> **Activity**
The response should consist solely of the lines running from the line with "Class, locate every instance of the brown" to the end of the data, retyped exactly.

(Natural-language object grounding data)

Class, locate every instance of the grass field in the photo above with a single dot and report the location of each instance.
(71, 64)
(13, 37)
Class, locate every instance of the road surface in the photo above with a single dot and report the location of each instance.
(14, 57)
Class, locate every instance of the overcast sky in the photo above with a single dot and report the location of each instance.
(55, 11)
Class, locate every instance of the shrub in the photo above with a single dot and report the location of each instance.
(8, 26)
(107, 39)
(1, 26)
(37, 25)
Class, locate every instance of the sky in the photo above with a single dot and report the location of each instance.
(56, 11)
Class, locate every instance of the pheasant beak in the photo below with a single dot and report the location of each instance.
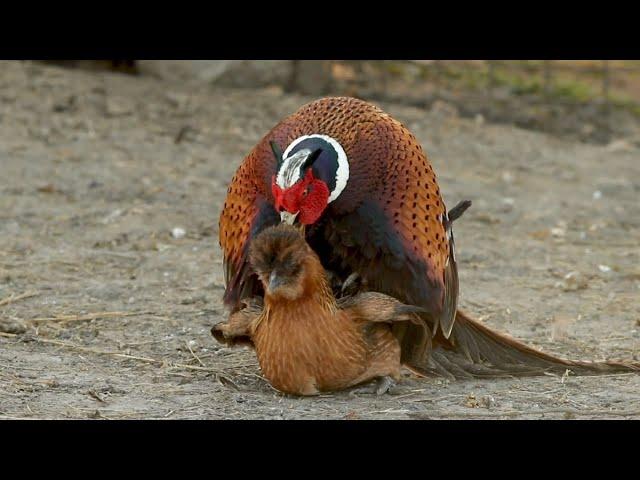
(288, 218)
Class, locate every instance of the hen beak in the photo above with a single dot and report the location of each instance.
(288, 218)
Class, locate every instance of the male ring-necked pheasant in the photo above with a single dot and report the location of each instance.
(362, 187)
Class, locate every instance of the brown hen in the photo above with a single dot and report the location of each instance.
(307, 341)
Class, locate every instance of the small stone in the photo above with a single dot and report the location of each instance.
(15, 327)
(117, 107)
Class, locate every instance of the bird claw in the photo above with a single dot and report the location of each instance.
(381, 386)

> **Task answer**
Class, locate every instance of the brown hen in the photo above with a single dot and report the location of each instance.
(307, 341)
Class, locate every instance of the small stone in the photo above with a single dot and report the location of each instance.
(15, 327)
(117, 107)
Class, locate every instance of the bird claw in the photo above with a single dot and report the location of each instance.
(381, 386)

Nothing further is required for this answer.